Task brief — Locate every row below that contains the string "bear" and copy each such row in full. Matching is case-sensitive.

Task material —

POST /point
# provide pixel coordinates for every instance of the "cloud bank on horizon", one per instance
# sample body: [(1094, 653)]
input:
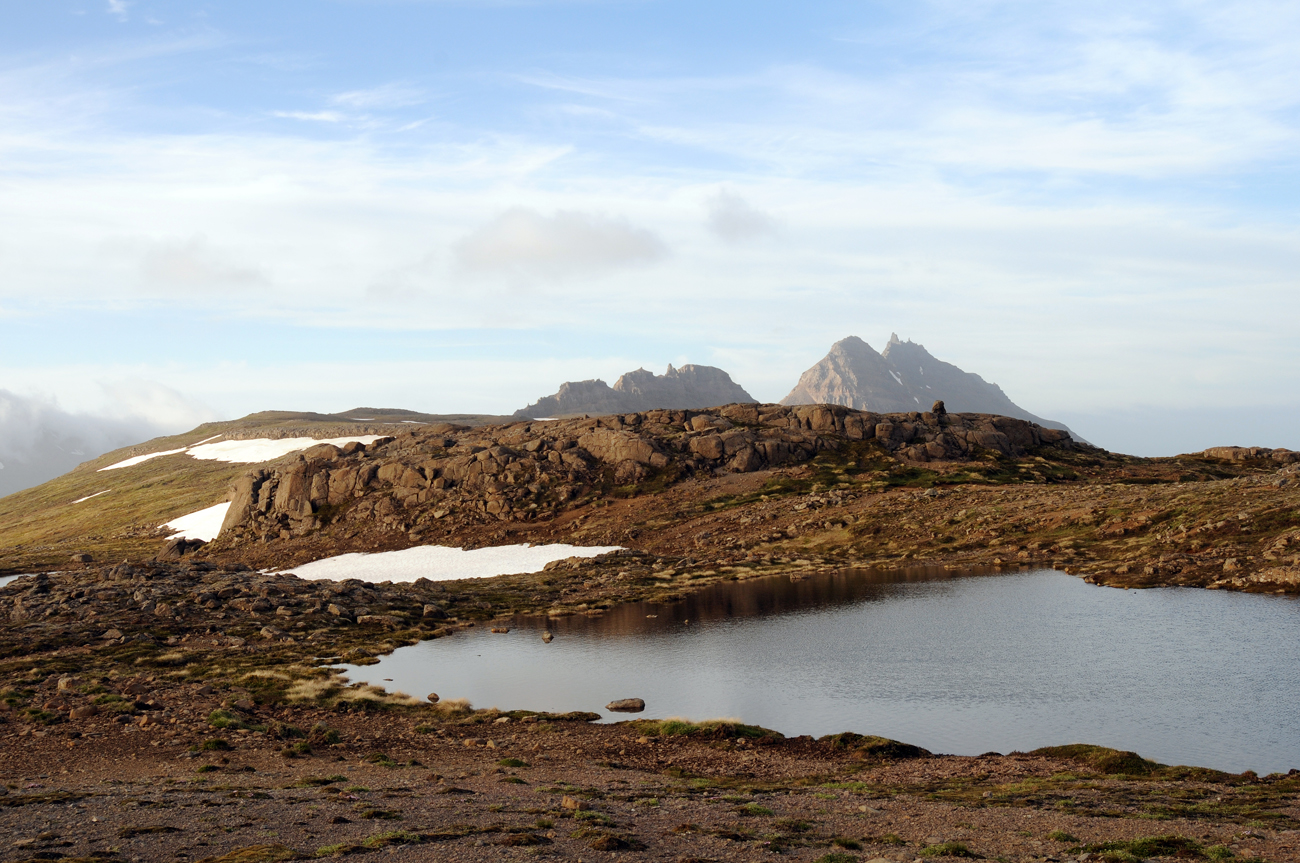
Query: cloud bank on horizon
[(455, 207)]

---

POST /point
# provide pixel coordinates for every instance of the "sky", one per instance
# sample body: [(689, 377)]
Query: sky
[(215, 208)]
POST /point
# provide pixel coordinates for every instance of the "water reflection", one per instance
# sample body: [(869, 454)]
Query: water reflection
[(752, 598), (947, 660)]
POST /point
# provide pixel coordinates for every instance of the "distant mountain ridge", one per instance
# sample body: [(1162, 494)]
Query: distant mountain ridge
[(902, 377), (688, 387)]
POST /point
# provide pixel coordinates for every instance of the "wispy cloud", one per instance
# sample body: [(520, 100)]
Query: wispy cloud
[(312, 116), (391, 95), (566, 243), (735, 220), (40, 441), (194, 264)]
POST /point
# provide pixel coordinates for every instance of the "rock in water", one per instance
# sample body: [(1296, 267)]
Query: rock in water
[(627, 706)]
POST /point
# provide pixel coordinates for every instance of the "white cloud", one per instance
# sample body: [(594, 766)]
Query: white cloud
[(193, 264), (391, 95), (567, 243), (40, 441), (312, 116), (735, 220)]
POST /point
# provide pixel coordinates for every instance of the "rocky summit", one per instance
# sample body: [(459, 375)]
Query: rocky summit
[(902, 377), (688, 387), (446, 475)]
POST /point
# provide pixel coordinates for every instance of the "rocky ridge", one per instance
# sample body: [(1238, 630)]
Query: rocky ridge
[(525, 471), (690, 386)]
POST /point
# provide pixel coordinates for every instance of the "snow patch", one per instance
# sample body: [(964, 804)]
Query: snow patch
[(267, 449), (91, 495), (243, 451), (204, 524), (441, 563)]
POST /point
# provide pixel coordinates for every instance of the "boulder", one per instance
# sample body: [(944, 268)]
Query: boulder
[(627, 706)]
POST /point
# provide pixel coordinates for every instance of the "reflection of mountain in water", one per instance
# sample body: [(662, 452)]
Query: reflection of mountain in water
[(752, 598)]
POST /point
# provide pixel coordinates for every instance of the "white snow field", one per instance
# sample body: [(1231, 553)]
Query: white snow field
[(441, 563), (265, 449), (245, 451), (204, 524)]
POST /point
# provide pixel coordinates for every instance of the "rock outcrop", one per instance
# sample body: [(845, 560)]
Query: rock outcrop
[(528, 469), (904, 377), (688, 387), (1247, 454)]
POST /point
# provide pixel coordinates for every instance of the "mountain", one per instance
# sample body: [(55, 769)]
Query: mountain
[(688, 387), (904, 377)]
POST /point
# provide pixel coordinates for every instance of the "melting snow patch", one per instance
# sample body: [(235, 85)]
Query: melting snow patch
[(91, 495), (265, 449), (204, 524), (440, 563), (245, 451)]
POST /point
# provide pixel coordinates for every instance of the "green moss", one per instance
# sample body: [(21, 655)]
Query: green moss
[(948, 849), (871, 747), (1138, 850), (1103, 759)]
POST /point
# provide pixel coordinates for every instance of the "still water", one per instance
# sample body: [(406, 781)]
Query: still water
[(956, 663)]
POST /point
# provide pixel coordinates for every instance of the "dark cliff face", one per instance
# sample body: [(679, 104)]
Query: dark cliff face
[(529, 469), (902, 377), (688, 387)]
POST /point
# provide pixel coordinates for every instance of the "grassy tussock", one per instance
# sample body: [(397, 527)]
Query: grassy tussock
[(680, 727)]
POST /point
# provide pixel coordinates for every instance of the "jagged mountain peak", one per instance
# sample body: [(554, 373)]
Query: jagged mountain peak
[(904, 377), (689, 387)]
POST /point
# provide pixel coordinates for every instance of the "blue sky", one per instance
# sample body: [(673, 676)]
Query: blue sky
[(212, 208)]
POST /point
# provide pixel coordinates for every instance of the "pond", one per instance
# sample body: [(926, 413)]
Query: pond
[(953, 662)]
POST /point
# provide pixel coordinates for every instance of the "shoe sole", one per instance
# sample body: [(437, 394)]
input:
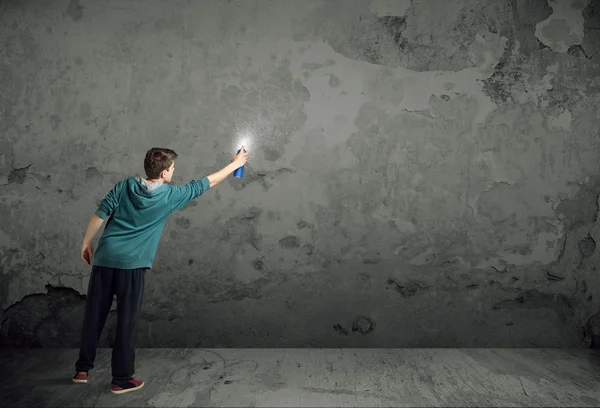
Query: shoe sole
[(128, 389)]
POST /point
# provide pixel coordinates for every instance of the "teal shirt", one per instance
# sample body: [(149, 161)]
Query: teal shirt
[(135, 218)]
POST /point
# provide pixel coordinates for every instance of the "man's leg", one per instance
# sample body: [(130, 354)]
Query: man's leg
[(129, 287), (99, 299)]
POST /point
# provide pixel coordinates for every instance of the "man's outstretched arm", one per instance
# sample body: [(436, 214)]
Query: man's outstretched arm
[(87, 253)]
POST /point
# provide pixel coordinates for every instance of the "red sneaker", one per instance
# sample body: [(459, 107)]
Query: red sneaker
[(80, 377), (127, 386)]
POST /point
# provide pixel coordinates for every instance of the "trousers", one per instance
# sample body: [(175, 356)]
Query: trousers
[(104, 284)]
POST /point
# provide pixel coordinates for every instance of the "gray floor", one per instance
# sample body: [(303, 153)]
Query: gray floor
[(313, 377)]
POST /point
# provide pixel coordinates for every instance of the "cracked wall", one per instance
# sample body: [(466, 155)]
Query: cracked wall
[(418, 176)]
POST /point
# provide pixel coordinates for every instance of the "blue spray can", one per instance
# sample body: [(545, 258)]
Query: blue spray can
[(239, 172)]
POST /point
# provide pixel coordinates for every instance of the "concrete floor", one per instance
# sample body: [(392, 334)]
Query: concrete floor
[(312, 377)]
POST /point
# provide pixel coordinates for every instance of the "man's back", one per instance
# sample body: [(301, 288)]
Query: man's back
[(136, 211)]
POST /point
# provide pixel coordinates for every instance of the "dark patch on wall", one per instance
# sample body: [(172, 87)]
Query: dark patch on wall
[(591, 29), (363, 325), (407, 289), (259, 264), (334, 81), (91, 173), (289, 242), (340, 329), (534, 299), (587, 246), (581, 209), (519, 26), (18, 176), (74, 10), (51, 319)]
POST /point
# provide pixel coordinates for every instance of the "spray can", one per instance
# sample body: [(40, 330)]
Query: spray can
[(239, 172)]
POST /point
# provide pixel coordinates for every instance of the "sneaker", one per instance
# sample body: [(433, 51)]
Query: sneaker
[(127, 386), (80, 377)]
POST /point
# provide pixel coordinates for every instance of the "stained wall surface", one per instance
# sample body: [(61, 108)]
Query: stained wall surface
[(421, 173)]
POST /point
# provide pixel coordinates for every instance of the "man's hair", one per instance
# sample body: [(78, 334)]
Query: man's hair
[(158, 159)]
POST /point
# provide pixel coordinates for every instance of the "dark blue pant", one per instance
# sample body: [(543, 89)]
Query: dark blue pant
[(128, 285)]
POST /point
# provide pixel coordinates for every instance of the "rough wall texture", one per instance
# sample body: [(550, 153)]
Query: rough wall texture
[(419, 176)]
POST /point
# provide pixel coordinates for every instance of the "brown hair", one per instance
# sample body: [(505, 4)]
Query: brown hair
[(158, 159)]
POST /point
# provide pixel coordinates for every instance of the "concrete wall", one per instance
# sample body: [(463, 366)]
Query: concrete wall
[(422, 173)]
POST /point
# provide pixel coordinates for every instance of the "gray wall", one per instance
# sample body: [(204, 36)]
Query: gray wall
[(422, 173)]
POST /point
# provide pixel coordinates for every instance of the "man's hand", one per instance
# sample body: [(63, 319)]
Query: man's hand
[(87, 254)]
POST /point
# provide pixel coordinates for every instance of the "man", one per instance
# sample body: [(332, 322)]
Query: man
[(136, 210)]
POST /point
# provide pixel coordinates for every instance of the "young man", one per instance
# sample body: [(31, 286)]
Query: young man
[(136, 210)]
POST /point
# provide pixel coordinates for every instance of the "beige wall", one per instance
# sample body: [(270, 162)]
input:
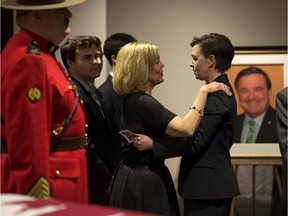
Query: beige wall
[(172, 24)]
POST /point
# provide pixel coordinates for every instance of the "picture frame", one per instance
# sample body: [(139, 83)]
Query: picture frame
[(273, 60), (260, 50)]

...

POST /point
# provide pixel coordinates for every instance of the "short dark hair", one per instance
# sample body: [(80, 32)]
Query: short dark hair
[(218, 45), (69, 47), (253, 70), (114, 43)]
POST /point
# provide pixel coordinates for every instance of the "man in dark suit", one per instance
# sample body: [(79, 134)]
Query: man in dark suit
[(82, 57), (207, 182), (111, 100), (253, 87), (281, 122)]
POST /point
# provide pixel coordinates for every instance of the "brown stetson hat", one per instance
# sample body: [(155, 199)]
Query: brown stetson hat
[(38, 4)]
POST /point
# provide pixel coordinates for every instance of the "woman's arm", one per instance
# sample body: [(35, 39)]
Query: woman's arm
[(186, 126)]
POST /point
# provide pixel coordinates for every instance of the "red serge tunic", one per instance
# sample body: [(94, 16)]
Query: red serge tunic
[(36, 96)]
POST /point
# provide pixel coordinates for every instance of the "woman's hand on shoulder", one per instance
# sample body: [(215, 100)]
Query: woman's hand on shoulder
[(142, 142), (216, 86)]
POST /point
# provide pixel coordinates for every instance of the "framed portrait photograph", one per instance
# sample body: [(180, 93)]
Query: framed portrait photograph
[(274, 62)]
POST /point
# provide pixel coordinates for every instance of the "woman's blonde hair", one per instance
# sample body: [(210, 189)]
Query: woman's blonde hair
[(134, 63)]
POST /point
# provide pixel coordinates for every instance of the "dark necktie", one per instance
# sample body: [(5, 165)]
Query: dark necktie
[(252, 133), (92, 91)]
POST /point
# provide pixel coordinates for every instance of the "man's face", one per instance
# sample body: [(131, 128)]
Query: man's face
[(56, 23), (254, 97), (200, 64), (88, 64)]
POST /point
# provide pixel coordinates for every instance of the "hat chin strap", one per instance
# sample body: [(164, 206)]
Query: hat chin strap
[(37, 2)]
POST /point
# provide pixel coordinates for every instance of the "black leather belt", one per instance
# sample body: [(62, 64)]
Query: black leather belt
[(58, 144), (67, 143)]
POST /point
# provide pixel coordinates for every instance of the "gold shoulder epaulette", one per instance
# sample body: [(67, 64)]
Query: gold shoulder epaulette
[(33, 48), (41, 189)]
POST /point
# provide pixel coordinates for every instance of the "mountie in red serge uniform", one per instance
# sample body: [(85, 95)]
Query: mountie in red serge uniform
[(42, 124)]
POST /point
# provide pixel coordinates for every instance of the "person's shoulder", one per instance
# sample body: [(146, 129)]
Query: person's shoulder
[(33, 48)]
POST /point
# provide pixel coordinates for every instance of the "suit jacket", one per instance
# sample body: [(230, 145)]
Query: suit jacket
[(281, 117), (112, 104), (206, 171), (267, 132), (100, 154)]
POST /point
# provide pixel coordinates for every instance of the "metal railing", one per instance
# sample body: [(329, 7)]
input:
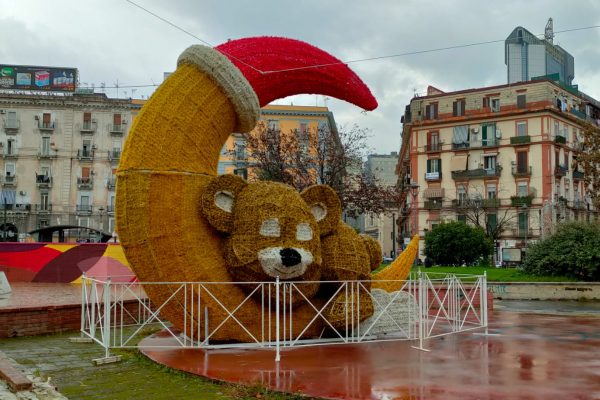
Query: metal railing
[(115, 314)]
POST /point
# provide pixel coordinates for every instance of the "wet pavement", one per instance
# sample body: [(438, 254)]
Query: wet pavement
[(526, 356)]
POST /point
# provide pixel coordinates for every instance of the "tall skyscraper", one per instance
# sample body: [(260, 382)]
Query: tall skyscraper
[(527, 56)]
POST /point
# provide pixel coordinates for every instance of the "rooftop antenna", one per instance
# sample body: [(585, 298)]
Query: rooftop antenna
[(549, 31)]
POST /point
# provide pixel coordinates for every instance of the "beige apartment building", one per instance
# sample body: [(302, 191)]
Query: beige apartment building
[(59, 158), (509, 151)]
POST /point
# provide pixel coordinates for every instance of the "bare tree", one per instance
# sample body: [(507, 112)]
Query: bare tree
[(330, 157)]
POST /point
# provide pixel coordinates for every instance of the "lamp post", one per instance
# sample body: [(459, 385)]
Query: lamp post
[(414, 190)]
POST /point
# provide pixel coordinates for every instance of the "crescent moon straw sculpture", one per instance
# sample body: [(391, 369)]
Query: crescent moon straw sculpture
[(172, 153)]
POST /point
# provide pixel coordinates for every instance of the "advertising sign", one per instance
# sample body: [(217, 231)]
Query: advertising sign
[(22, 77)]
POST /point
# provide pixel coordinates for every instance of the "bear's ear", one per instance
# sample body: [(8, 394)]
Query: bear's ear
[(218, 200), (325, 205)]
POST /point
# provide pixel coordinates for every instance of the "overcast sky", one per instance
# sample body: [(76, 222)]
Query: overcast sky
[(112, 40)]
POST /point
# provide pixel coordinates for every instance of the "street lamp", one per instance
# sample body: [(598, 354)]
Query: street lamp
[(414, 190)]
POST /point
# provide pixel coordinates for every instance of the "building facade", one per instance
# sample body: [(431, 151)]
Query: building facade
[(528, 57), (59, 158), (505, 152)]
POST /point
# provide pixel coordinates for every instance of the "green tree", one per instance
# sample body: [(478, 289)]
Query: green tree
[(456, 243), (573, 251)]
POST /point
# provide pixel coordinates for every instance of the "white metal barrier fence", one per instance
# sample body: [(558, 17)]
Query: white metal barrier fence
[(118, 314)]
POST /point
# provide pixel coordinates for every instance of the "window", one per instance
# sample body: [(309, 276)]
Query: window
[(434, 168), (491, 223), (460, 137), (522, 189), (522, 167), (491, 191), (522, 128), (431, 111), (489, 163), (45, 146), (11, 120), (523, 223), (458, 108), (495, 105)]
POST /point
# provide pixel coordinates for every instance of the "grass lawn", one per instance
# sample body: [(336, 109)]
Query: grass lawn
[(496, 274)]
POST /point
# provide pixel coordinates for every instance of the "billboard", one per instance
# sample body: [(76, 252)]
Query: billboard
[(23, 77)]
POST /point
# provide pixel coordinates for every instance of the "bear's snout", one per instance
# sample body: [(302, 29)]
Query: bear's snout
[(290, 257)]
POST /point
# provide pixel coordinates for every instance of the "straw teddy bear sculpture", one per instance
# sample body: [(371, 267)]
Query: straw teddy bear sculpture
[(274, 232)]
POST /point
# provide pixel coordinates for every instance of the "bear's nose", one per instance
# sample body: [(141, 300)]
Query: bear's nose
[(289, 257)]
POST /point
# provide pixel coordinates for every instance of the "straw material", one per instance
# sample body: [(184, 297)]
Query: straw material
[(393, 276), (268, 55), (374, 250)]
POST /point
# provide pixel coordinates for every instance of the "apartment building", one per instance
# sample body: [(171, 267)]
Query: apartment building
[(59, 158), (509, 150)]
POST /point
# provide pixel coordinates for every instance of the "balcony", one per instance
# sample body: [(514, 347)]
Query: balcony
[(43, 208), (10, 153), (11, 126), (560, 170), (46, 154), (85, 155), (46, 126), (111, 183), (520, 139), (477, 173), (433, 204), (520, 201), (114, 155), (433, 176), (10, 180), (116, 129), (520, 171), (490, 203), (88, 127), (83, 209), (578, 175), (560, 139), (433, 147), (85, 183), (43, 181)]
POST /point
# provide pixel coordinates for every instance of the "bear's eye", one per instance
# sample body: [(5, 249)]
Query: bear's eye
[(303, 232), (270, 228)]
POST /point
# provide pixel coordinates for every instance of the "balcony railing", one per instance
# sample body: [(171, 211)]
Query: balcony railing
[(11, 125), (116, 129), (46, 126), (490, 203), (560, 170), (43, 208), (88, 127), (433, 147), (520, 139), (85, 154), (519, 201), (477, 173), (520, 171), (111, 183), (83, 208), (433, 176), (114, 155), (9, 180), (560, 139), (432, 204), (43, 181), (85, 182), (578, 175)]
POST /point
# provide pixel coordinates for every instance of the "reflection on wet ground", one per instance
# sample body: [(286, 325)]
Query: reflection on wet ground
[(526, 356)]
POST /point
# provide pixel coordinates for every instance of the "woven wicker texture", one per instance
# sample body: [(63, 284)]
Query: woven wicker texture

Solution for this task —
# provide pixel coordinates for every instance of the "bear's ear", one per instance
Query: bear's ear
# provide pixel coordinates for every instance of the "bear's snout", one per instance
Query: bear's snout
# provide pixel coordinates for every instance of the "straw teddy bear sculpture", one per instance
Query: straw teddy bear sculpture
# provide pixel coordinates for every instance of the "bear's nose", one per instance
Query: bear's nose
# provide pixel coordinates for every instance of the "bear's eye", one per instance
Query: bear's eye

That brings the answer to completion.